[Requirement 1]
Copy the passage on the strengthened beams below word for word, from its first sentence to its last.

[Passage to read]
As mentioned earlier, Beam_GFRP_PostStr and Beam_CFRP_PostStr, which were initially bare beams, were pre-damaged up to 30 mm displacement (i.e., D₁ damage level) and strengthened with GFRP and CFRP, respectively. The load–displacement curves of Beam_GFRP_PostStr and Beam_CFRP_PostStr are presented in Figure 7. The pre-damaging procedure serves as a reference for the pre-strengthened beams, namely Beam_GFRP_PreStr and Beam_CFRP_PreStr. The first crack in the midspan region occurred at 18.83 kN (i.e., at 5.98 mm displacement) and 19.23 kN (i.e., at 6.18 mm displacement) for Beam_GFRP_PostStr and Beam_CFRP_PostStr, respectively. As the load increased, additional flexural cracks formed. The longitudinal steel reinforcement yielded at 42.61 kN (i.e., at 15.11 mm displacement) for Beam_GFRP_PostStr and 41.86 kN (i.e., at 15.23 mm displacement) for Beam_CFRP_PostStr. Representations of Beam_GFRP_PostStr and Beam_CFRP_PostStr at the D₁ damage level are given in Figure 8.

During the static test conducted after the strengthening of Beam_GFRP_PostStr with GFRP, the first new crack formed at a load value of 43.05 kN (i.e., at 28.71 mm displacement). As the load increased, additional flexural cracks developed. After the strengthening procedure, the maximum load value increased by 14.15% compared to the pre-strengthening state. At a midspan displacement of 62.52 mm, cracks in the concrete cover became more pronounced and extended horizontally to the right. A decrease in load values was observed during the fourth and fifth loading cycles. When the displacement reached 84.32 mm (i.e., at 44.13 kN load), the GFRP layer debonded from the concrete interface, leading to failure. Complete crushing occurred in the concrete of the compression zone, and Beam_GFRP_PostStr exhibited ductile flexural behavior similar to that of Beam_GFRP_PreStr, as shown in the load–displacement curve (see Figure 7). The failure mode of Beam_GFRP_PostStr is presented in Figure 9.

Location labeling records:
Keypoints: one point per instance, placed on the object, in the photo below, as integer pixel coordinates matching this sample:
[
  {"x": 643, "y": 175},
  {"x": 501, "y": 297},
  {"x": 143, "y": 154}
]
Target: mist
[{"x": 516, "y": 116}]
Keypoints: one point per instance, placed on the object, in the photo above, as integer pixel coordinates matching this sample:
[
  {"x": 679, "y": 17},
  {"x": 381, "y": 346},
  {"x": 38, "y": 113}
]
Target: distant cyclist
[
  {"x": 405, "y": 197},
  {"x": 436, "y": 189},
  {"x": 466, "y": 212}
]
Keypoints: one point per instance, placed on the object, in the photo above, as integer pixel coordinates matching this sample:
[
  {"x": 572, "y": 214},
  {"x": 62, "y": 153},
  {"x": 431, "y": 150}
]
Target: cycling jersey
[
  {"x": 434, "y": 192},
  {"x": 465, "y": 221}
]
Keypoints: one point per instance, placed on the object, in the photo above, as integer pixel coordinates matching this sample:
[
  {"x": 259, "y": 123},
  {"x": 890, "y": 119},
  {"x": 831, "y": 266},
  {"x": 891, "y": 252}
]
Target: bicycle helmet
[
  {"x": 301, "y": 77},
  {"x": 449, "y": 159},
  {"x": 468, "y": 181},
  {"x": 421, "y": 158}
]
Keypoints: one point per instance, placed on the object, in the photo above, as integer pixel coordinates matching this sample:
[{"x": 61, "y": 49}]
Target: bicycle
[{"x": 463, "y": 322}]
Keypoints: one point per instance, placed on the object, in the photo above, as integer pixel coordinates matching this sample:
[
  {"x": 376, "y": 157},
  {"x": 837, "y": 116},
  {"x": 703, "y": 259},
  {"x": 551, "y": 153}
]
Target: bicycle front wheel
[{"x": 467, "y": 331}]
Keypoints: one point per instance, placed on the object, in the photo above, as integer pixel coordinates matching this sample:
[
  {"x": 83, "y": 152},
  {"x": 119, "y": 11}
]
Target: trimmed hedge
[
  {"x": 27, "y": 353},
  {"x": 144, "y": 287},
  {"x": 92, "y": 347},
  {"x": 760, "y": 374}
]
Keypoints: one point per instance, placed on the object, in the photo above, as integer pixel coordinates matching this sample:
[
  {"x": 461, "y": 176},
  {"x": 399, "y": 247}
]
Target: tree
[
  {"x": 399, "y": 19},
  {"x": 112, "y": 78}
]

[Requirement 2]
List each line of the records above that contains the string "Target", matching case exactly.

[Output 1]
As mentioned earlier, Beam_GFRP_PostStr and Beam_CFRP_PostStr, which were initially bare beams, were pre-damaged up to 30 mm displacement (i.e., D₁ damage level) and strengthened with GFRP and CFRP, respectively. The load–displacement curves of Beam_GFRP_PostStr and Beam_CFRP_PostStr are presented in Figure 7. The pre-damaging procedure serves as a reference for the pre-strengthened beams, namely Beam_GFRP_PreStr and Beam_CFRP_PreStr. The first crack in the midspan region occurred at 18.83 kN (i.e., at 5.98 mm displacement) and 19.23 kN (i.e., at 6.18 mm displacement) for Beam_GFRP_PostStr and Beam_CFRP_PostStr, respectively. As the load increased, additional flexural cracks formed. The longitudinal steel reinforcement yielded at 42.61 kN (i.e., at 15.11 mm displacement) for Beam_GFRP_PostStr and 41.86 kN (i.e., at 15.23 mm displacement) for Beam_CFRP_PostStr. Representations of Beam_GFRP_PostStr and Beam_CFRP_PostStr at the D₁ damage level are given in Figure 8.

During the static test conducted after the strengthening of Beam_GFRP_PostStr with GFRP, the first new crack formed at a load value of 43.05 kN (i.e., at 28.71 mm displacement). As the load increased, additional flexural cracks developed. After the strengthening procedure, the maximum load value increased by 14.15% compared to the pre-strengthening state. At a midspan displacement of 62.52 mm, cracks in the concrete cover became more pronounced and extended horizontally to the right. A decrease in load values was observed during the fourth and fifth loading cycles. When the displacement reached 84.32 mm (i.e., at 44.13 kN load), the GFRP layer debonded from the concrete interface, leading to failure. Complete crushing occurred in the concrete of the compression zone, and Beam_GFRP_PostStr exhibited ductile flexural behavior similar to that of Beam_GFRP_PreStr, as shown in the load–displacement curve (see Figure 7). The failure mode of Beam_GFRP_PostStr is presented in Figure 9.

[Output 2]
Target: mist
Target: distant cyclist
Target: cycling jersey
Target: bicycle helmet
Target: bicycle
Target: bicycle front wheel
Target: trimmed hedge
Target: tree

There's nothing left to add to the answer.